--- Énoncé a ---
Recopiez à l'identique les enregistrements, depuis la ligne contenant « of the blue » jusqu'à la fin des enregistrements, ces deux limites comprises.

--- Extrait ---
Huit ans de silence radio déjà depuis leur premier et poignant album studio, « Po Poti življenja »... Comment alors imaginer un si discret combo renaître de ses cendres après une si longue période de latence ? Se plaisant à déjouer tout pronostic, voici donc le collectif slovène de retour, plus boosté que jamais, avec, sous le bras, son second opus de longue durée, «
Tell the Wind » ; une auto-production généreuse de ses 57 minutes où ne se dispatchent pas moins d'une douzaine de pistes, dont les deux singles «
Where Adventures Begin » et «
Warlord », réalisés en 2017 et 2018, respectivement. Signe que, s'ils sont restés durablement dans l'ombre, nos compères ont parallèlement témoigné d'un travail de studio de longue haleine, mais aussi des plus exigeants, à commencer par une qualité d'enregistrement de fort bonne facture et un mixage bien équilibré signés Peter Dimnik (claviériste actuel d'
Avven, ex-
Zaria), doublés d'un mastering laissé aux soins de Mika Jussila (
Nightwish,
Sonata Arctica,
Avantasia,
Edenbridge,
Edguy,
Kotipelto,
Masterplan,
Sirenia...). Indices révélateurs d'une sérieuse envie d'en découdre de la part de nos acolytes...
Après un remaniement partiel du line-up, conformément aux aspirations stylistiques actuelles du groupe, nous accueillent dorénavant : la mezzo-soprano Jerca Starc, en remplacement d'Inez Osina, dont le grain de voix s'apparenterait à celui de Maike Holzmann (ex-
Voices Of Destiny), suivie de Miha Merc à la guitare rythmique,
Jakob Konda à lead guitare et aux growls, Gašper Pesek aux claviers,
Rok Ražman à la basse et Nika Kos à la batterie. Pour l'occasion, ont été sollicités les talents de : Nežka Starc au violon ; Inez Osina Rues, à la flûte, cette fois ; Anej Ivanuša (
Avven) à la flûte irlandaise ; Robert Bone à la cornemuse irlandaise ; Gašper Breznik au cor ; Matic Mahnič, Neža Ambrožič et Jan Vodovnik en qualité de choriste.
Un choix d'invités loin d'être anodin, le combo souhaitant conférer une dimension plus symphonisante encore à son œuvre, sans pour autant avoir relégué la fibre folk au rebut. Aussi, le plantureux méfait sera-t-il un poil plus ''nightwishien'' en l'âme qu' ''eluveitien'', état de fait qui n'a nullement empêché
Lyriel, Blackmore's
Night et
Elane de marquer de leur empreinte certains passages, même si les influences de
Xandria,
Epica,
Therion et
Dark Sarah se font désormais plus volontiers sentir aujourd'hui qu'hier. Que nous réserve alors ce nouvel arrivage ?
Nombreux sont les arguments susceptibles de nous retenir plus que de raison, en témoignent tout d'abord les plages les plus enfiévrées. Ainsi, passé le bref mais pénétrant récitatif en voix de gorge masculine dont se pare la laconique et cinématique entame, « Prophecies of
Old », c'est sur un véritable torrent de lave en fusion que s'effectuera le plus clair du voyage. A commencer par son voisin de piste, le bien-nommé «
Where Adventures Begin » ; un sémillant et ''nightwishien'' up tempo aux riffs corrosifs, recelant de fulgurantes accélérations, un solo de guitare que n'aurait nullement renié
Lanvall (
Edenbridge), ainsi qu'un refrain immersif à souhait mis en exergue par les saisissantes envolées lyriques de la sirène.

--- Données fournies ---
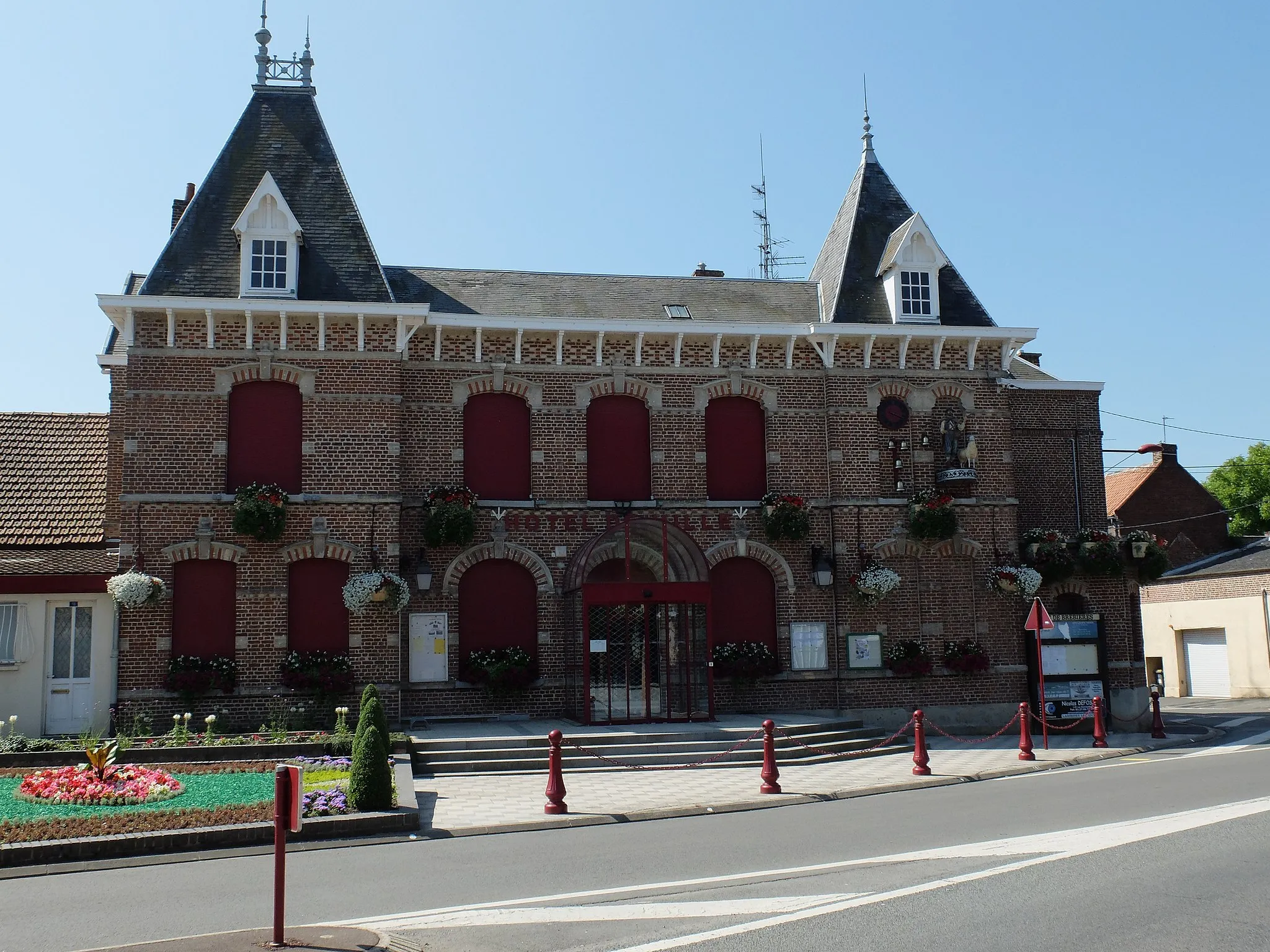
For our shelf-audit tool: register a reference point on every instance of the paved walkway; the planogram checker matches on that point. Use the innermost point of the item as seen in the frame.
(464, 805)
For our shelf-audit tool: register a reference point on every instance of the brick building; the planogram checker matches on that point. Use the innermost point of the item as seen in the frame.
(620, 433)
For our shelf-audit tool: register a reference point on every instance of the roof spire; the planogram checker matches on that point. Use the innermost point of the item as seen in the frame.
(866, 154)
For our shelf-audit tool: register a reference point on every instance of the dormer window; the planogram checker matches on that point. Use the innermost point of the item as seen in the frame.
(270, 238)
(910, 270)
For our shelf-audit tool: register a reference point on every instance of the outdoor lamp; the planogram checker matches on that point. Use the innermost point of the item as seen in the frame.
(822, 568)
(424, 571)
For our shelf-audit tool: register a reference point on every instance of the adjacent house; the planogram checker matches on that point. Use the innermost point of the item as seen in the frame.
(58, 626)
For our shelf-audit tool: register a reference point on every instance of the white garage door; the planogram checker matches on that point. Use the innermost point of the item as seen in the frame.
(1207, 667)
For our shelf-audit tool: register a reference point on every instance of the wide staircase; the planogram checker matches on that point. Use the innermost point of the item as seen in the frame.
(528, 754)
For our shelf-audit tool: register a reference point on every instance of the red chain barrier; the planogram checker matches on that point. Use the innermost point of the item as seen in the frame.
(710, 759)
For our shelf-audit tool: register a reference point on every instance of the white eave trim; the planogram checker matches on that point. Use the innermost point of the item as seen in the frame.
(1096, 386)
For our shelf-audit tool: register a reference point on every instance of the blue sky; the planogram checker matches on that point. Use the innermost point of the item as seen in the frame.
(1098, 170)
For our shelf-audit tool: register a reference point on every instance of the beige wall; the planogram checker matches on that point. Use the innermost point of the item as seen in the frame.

--- Énoncé b ---
Réécrivez le passage de la chronique allant de « Un choix d'invités » jusqu'à « nouvel arrivage ? », en y remplaçant « Epica » par « Within Temptation ».

--- Corrigé a ---
For our shelf-audit tool: register a reference point on every instance of the blue sky; the planogram checker matches on that point. Use the innermost point of the item as seen in the frame.
(1098, 170)
For our shelf-audit tool: register a reference point on every instance of the beige wall; the planogram checker matches on that point. Use the innermost point of the item as seen in the frame.

--- Corrigé b ---
Un choix d'invités loin d'être anodin, le combo souhaitant conférer une dimension plus symphonisante encore à son œuvre, sans pour autant avoir relégué la fibre folk au rebut. Aussi, le plantureux méfait sera-t-il un poil plus ''nightwishien'' en l'âme qu' ''eluveitien'', état de fait qui n'a nullement empêché
Lyriel, Blackmore's
Night et
Elane de marquer de leur empreinte certains passages, même si les influences de
Xandria,
Within Temptation,
Therion et
Dark Sarah se font désormais plus volontiers sentir aujourd'hui qu'hier. Que nous réserve alors ce nouvel arrivage ?